Extend the news story below about the Mazar-e-Sharif hospital's mental health director and his Taliban patients, picking up right after its final sentence.

▶ Text section:
^^^^^^^^

MAZAR-E-SHARIF, Afghan- istan -- They strutted around in black turbans, they drove big pickups, they looked tough. But on the inside, the Taliban were actually a bunch of pretty depressed guys.
At least, that's what their shrink says.
"I remember one Taliban commander telling me he hadn't seen a sunny day his whole life," said Dr. Nader Alemi, director of mental health at Mazar-e-Sharif's General Hospital.
Another commander, Alemi recalled, wanted to commit suicide but couldn't because of Islamic strictures. "Every time he went to battle -- and this was a big general -- he hoped someone would shoot him.
"I don't think the Taliban needed more guns," the doctor said. "But more Prozac."
When the hard-line Islamic Taliban invaded this northern Afghan city 31/2 years ago, Alemi was stuck in the position of dispensing mental health care to a group of people who, with their appetite for war-waging and medieval punishments, would seem certifiable almost anywhere else.
His Taliban patients are gone now. But Alemi, who deposits a soft touch and a gigantic "Ho-bas!" (Good!) on each person he meets, is still very busy. Every day, a line of 50 patients lines up outside his office: kids traumatized by bomb blasts, soldiers who were tortured, schizophrenic shopkeepers, sleepless farmers worried about drought, sleepless girls worried about marriage.
Alemi's work is no Freudian analysis. With five to six patients an hour, many of whom have journeyed for days to see him, there's no time to sit alongside a couch and download an entire life story.
Often, he dispenses practical health advice. To a farmer with insomnia and high blood pressure: "Eat less fat and nuts."
Treating Taliban
During the Taliban days, Alemi, 46, was careful to refer to many ailments as "nervous problems," not as mental or emotional ones.

^^^^^^^^

▶ Given records:
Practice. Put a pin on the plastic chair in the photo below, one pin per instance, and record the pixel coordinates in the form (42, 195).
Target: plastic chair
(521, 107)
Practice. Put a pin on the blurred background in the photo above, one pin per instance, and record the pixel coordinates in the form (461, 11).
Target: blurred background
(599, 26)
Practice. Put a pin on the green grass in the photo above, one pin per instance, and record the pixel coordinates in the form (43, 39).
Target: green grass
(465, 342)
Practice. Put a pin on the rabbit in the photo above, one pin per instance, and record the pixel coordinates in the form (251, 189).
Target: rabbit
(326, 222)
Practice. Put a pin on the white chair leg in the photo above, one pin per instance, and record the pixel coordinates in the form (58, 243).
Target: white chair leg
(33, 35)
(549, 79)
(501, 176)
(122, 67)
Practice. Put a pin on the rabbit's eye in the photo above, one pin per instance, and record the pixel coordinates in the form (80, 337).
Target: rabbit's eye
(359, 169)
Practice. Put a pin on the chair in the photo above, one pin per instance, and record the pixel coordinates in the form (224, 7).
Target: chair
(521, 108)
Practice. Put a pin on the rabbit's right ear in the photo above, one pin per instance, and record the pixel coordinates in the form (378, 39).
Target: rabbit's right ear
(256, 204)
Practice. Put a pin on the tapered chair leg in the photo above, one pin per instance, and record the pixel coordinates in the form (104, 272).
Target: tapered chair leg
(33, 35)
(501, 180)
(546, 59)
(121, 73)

^^^^^^^^

▶ Exercise result:
Because Alemi grew up in the city of Jalalabad and is the only psychiatrist in northern Afghan-istan to speak Pashto, the language of most Talibs, he became their shrink after they captured Mazar-e-Sharif in August 1998.
Taliban forces used the city of 200,000 as a base for military operations across the north, and Alemi, an ethnic Tajik, estimates he treated at least 1,000 soldiers and commanders of the regime.
"Sometimes when they'd cry, I'd cry, and when they'd feel down, I'd feel down," he recalled. "One soldier once told me: 'This is great. Finally I meet a doctor who suffers from the same thing I do.' "
One night, a few weeks before Mazar-e-Sharif fell last November, Alemi was whisked from his house to see Aktar Osmani, the most powerful Taliban commander in Mazar-e-Sharif.
"The commander was hearing voices," Alemi said. "He was schizo."
Alemi scribbled out a prescription for haloperidol, an antipsychotic medication that the man would be able to obtain, and left.
"I would treat anybody who was sick," Alemi said. "But I was not neutral. These people caused a lot of pain in our society."